Stored data entries:
## start
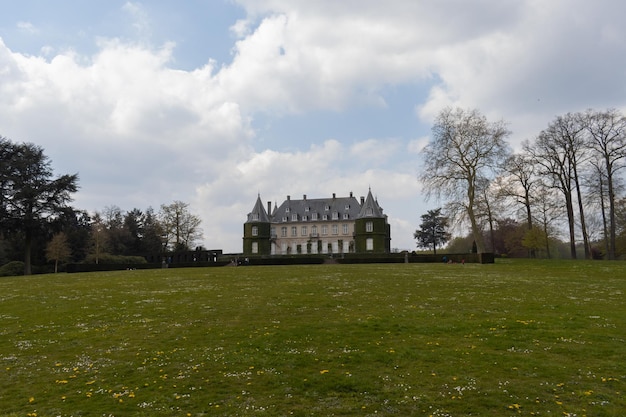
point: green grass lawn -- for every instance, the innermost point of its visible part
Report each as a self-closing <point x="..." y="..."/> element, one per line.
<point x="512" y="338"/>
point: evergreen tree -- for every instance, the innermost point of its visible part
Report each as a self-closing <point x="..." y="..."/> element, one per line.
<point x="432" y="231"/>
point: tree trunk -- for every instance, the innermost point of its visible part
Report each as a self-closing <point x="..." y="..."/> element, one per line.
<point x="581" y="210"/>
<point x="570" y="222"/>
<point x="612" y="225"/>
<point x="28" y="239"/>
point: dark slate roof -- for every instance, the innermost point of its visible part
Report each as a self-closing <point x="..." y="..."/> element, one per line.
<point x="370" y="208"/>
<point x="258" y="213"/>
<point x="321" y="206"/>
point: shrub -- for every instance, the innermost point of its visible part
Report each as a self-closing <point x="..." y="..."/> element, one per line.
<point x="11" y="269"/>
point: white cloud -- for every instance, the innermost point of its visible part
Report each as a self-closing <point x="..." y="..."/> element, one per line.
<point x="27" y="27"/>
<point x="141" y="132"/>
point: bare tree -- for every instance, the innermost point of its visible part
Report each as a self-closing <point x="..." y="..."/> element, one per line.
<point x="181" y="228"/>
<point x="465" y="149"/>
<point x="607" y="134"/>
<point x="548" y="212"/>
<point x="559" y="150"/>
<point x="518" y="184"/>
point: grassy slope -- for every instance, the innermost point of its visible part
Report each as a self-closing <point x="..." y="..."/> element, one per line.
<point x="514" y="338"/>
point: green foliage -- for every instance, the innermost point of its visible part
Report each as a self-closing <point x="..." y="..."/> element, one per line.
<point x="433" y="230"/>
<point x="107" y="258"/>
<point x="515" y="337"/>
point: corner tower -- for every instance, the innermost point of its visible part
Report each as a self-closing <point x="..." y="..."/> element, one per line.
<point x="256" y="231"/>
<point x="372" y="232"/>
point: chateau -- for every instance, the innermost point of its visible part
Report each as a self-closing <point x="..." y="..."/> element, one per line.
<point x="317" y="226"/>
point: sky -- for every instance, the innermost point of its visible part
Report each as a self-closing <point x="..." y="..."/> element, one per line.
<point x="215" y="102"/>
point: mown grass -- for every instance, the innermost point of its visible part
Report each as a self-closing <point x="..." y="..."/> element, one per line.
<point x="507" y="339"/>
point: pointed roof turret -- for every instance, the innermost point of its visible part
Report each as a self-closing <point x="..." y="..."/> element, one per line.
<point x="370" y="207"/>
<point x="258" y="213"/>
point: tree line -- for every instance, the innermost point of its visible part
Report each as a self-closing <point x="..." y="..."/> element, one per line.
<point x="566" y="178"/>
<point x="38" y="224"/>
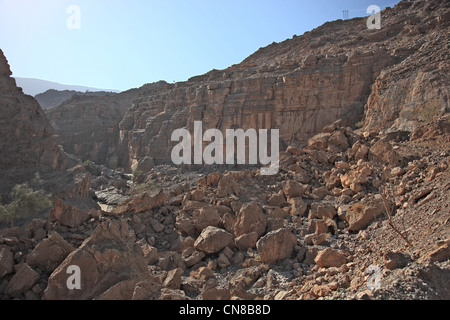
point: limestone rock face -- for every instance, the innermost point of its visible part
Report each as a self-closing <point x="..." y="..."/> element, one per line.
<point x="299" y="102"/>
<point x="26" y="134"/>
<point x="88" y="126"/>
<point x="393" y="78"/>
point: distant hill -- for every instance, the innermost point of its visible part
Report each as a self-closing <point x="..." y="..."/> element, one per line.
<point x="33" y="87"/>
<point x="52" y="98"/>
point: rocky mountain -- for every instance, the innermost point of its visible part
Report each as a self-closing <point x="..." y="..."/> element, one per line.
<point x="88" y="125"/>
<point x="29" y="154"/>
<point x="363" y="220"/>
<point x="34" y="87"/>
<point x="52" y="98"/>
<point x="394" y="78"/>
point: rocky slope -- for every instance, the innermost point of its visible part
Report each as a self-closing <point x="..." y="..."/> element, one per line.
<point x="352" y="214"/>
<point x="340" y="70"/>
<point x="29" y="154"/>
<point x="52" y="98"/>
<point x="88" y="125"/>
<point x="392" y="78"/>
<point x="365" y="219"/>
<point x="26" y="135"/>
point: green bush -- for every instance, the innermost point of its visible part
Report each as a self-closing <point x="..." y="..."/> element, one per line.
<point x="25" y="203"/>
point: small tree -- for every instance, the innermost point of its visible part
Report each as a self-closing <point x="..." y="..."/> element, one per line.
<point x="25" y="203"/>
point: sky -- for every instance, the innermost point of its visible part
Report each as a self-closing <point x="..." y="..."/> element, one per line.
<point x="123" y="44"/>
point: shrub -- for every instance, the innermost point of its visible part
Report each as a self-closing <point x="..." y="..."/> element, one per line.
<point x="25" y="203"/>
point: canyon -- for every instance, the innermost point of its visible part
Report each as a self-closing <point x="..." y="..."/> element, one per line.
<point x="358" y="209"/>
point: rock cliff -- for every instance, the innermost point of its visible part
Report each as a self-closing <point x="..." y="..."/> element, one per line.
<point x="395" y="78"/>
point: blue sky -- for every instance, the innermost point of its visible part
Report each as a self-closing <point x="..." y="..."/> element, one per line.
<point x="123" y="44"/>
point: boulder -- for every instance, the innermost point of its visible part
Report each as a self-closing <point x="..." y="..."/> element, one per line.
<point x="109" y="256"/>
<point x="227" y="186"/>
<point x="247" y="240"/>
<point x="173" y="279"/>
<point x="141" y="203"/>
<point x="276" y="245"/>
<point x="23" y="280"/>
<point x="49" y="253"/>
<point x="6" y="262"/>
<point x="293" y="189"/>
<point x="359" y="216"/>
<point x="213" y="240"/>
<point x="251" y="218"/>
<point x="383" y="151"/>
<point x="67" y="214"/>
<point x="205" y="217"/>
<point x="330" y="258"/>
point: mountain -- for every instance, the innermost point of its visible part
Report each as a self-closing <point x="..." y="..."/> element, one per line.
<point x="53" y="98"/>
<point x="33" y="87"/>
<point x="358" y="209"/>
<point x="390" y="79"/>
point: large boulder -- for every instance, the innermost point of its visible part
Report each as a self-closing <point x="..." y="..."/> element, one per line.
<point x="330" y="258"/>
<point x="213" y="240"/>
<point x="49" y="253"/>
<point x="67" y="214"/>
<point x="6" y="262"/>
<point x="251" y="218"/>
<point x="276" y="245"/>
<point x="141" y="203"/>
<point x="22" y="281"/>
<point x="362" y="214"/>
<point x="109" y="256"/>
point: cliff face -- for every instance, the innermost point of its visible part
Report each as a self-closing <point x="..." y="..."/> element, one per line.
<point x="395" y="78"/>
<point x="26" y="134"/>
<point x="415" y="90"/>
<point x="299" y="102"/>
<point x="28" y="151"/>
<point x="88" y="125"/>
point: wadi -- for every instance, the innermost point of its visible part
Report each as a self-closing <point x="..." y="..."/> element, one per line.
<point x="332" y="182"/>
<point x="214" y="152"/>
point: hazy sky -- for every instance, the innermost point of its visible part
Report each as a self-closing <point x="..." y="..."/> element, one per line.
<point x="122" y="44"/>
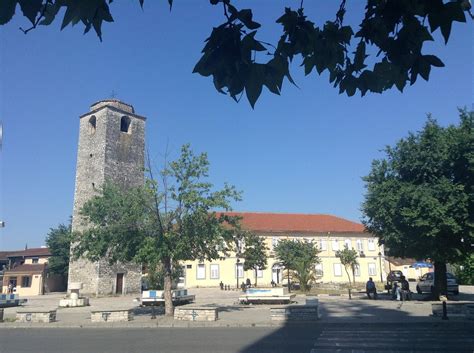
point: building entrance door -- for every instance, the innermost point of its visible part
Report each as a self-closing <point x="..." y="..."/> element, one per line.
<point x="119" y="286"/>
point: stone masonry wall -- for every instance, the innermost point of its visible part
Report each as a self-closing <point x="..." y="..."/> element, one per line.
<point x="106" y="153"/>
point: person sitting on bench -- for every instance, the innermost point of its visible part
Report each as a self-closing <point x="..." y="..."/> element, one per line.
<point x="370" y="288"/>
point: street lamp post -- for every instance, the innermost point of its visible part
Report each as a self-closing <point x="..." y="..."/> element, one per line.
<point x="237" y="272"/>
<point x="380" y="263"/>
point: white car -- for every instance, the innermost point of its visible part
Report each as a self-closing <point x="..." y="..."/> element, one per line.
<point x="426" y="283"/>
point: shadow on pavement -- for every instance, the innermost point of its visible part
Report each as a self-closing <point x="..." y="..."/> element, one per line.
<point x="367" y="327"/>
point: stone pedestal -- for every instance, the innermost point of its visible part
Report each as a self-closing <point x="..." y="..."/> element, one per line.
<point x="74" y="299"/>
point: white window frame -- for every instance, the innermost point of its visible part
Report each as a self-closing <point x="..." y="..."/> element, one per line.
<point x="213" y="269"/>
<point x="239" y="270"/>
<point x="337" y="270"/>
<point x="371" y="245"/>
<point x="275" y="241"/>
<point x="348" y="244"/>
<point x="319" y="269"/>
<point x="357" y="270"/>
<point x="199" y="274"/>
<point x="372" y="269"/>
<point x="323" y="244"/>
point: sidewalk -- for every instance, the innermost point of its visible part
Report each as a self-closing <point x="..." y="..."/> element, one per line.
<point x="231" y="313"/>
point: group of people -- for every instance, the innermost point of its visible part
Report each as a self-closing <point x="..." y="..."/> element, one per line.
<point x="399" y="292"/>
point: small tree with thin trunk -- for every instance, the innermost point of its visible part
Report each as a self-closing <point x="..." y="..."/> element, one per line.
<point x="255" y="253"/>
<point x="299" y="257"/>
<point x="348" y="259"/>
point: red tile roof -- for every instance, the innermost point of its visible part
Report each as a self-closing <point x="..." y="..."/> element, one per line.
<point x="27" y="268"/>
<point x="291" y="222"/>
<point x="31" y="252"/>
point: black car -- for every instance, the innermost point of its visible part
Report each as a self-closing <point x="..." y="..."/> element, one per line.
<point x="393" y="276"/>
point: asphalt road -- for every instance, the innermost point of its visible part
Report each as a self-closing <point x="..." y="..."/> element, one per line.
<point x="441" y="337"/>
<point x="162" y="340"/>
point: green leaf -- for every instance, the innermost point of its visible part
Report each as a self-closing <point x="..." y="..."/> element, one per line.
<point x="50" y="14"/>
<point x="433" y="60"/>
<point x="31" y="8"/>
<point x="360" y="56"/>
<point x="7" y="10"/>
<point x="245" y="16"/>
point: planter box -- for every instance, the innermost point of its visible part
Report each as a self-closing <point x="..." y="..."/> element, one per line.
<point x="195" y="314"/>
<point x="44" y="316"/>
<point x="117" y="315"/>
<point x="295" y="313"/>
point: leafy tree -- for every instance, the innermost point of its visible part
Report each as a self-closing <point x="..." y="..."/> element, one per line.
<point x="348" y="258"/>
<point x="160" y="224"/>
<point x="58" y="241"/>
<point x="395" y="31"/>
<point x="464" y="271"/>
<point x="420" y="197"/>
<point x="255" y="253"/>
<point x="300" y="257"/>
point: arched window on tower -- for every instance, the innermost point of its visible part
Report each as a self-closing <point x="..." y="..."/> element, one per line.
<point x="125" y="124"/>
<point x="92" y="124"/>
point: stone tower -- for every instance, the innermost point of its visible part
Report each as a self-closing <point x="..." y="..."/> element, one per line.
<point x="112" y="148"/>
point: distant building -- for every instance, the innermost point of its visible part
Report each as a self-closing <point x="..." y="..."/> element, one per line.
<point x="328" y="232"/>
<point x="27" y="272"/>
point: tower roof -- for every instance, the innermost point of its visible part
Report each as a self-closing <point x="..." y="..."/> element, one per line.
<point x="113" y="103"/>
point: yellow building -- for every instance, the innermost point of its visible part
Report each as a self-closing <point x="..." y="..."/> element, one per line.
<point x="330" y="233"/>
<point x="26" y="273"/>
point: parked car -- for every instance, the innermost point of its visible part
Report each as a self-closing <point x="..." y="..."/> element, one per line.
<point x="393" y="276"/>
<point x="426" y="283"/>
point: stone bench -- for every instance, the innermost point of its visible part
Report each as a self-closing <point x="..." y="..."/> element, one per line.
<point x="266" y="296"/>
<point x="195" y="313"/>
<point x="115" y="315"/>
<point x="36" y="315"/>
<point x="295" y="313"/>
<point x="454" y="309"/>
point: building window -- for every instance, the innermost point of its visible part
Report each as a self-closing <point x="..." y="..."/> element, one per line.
## end
_Short problem_: Copy only the stretch running from the line containing "point: arched window" to the final line of the entries, both ends included, exactly as it stands.

_Solution for this problem_:
point: arched window on tower -- for every instance, the innermost point of its visible part
Report each as a self-closing <point x="..." y="..."/> element, one per line.
<point x="125" y="124"/>
<point x="92" y="124"/>
point: stone tower -- for every instance, the innermost point of its visible part
Report each as a self-closing <point x="..." y="..."/> element, one per line.
<point x="112" y="148"/>
point: distant building -- for every instance, the innermost point of its visible part
Report each as a self-closing <point x="..." y="..."/> element, one per line.
<point x="328" y="232"/>
<point x="27" y="272"/>
point: tower roof -- for every instance, the innermost point of its visible part
Report each as a self-closing <point x="..." y="..."/> element, one per line.
<point x="113" y="103"/>
point: yellow building -- for every instance, the innermost point of its visible part
Report each as a self-closing <point x="..." y="..."/> element, one per line.
<point x="330" y="233"/>
<point x="26" y="273"/>
point: parked car -- for every instance, the innermost point of its visible part
Report each as a self-closing <point x="..." y="..."/> element, one per line.
<point x="393" y="276"/>
<point x="426" y="283"/>
point: stone bench -- for every instance, the innermost point of its visible part
Report each as a self-closing <point x="..." y="..."/> element, one per line.
<point x="266" y="296"/>
<point x="195" y="313"/>
<point x="115" y="315"/>
<point x="36" y="315"/>
<point x="295" y="313"/>
<point x="454" y="309"/>
point: building window -- for every instance, the innermost point of its visible part
Report each as a self-closing <point x="..." y="..."/> element, one per line.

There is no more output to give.